## INSTRUCTION:
Write out the records below as a JSON list of strings, one string per line, skipping blank lines. Leave out the pictures.
—————
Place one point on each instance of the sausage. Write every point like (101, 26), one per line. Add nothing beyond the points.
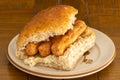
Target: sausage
(59, 46)
(44, 48)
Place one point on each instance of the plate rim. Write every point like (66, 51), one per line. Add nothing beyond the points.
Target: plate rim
(45, 75)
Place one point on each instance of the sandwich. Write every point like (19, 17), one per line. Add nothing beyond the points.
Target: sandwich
(55, 38)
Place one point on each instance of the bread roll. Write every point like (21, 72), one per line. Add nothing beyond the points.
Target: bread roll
(54, 21)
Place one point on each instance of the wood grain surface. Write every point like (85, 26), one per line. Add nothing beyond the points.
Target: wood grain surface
(100, 14)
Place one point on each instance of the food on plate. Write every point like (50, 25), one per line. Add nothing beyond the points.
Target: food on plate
(55, 38)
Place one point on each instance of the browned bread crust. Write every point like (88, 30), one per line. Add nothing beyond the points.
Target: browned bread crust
(51, 21)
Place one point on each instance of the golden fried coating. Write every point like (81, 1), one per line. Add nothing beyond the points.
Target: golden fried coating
(44, 48)
(31, 48)
(59, 46)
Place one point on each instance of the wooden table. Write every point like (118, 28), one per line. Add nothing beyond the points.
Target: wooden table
(98, 14)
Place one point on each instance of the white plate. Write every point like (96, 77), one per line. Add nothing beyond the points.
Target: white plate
(102, 54)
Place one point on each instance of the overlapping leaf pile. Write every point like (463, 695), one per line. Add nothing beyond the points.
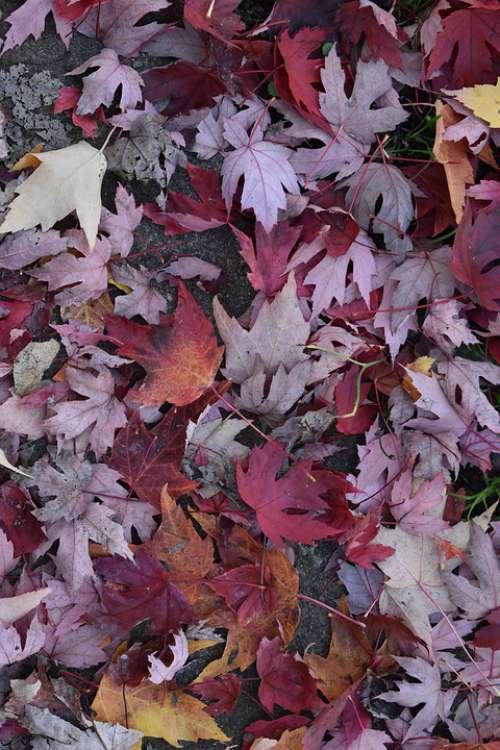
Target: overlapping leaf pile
(160, 469)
—————
## FINISHED TASK:
[
  "Place one point on each instance of the sausage. Write every point like (101, 26), one per line. Add nothing beyond the points.",
  "Target: sausage",
  "(59, 46)",
  "(44, 48)",
  "Place one point on each instance of the plate rim. Write every point like (66, 51), one per line. Add nothing beyond the points.",
  "Target: plate rim",
  "(45, 75)",
  "Place one point on each instance of the sandwich. Write every point like (19, 17), one per line. Add nothing beyond the points.",
  "Target: sandwich",
  "(55, 38)",
  "Place one point on each instance of the bread roll. Write every point like (21, 72), one per line. Add nothing beyond the points.",
  "Target: bread roll",
  "(54, 21)",
  "Place one point on each instance of the wood grain surface. Write every point like (85, 26), one per line. Add nothing beyond the points.",
  "Target: wood grain surface",
  "(100, 14)",
  "Place one point on each instance of the food on plate. Write every point like (50, 25), one per line. Add nothing beyond the points.",
  "Target: food on plate",
  "(55, 38)",
  "Place one point on each instance of the browned bread crust. Write every point like (88, 30), one per line. Add nothing beyond the points.",
  "Target: browned bread crust",
  "(51, 21)",
  "Place one point on each instance of the golden fried coating. Write every point like (81, 1), one per line. Add nothing beyond the points.",
  "Target: golden fried coating",
  "(44, 48)",
  "(31, 48)",
  "(59, 46)",
  "Place one point on each instance of the wooden table. Write every point like (118, 28), one per line. Add nothing beyond the points.",
  "Target: wooden table",
  "(98, 14)",
  "Place one point on each instance of the white plate. Write every point like (96, 77), one per line. Add nothing beyond the points.",
  "Target: white plate",
  "(102, 54)",
  "Place one point on each instance of the overlapping leaf pile. Write every point like (463, 695), one per line. Add nothing beyond the points.",
  "Target: overlapping leaf pile",
  "(160, 469)"
]